- _GIVEN TASK_: Extract every line in the records below that contains the string "bark".

Begin DATASET ROWS

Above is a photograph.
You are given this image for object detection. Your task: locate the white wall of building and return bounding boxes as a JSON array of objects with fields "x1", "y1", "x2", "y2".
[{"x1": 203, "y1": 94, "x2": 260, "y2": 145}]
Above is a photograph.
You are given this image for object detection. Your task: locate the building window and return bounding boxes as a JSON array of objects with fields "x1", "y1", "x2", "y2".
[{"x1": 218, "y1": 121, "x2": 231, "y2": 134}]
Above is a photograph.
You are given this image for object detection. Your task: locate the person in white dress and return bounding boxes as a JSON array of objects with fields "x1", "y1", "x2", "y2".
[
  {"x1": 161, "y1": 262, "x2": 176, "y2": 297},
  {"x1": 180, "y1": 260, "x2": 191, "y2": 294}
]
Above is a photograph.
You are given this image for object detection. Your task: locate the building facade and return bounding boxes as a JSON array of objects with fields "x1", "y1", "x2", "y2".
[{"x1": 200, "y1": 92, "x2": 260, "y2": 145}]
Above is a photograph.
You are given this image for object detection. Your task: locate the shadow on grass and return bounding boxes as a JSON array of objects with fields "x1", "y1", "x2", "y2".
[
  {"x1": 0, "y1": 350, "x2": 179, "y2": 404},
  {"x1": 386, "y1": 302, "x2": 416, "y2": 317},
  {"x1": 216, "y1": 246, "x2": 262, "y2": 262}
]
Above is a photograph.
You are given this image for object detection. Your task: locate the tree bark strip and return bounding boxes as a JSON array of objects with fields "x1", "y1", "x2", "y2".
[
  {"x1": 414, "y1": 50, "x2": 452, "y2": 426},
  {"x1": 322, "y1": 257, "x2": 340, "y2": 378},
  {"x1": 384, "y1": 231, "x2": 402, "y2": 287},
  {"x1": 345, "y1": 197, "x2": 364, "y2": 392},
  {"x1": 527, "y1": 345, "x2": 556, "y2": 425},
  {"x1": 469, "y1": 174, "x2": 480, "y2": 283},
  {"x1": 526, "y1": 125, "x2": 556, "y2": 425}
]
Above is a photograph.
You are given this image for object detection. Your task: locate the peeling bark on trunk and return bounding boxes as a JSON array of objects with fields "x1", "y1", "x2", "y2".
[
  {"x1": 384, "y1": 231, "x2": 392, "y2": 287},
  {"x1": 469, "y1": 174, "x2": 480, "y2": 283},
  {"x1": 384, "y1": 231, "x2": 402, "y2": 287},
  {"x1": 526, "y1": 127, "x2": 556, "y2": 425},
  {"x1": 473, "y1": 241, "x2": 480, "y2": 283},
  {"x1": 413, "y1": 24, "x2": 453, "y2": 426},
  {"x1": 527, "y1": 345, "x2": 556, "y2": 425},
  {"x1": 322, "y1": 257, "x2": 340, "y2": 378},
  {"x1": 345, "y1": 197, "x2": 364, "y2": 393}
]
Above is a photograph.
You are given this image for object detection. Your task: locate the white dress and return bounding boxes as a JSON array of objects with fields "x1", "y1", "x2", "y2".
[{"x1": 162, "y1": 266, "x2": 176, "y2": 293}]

End DATASET ROWS

- _THE OUTPUT_:
You are given this image for object detection. Your task: locate the tree bark strip and return bounding boxes as a JSON array of objects with fields "x1", "y1", "x2", "y2".
You are given this image for object detection. Your task: locate the peeling bark on trunk and return bounding boxes as a JSON array of objects with fields "x1", "y1", "x2", "y2".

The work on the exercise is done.